Task: Below are records. Return each one exactly as written.

Supplied data:

--

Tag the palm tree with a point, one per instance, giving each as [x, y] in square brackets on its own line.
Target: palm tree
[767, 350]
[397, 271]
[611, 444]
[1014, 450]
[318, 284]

--

Written answer:
Tag the palm tree with a point, one per instance, giving each as [x, y] in square brackets on its own line.
Target: palm tree
[767, 350]
[397, 271]
[611, 444]
[1014, 450]
[318, 284]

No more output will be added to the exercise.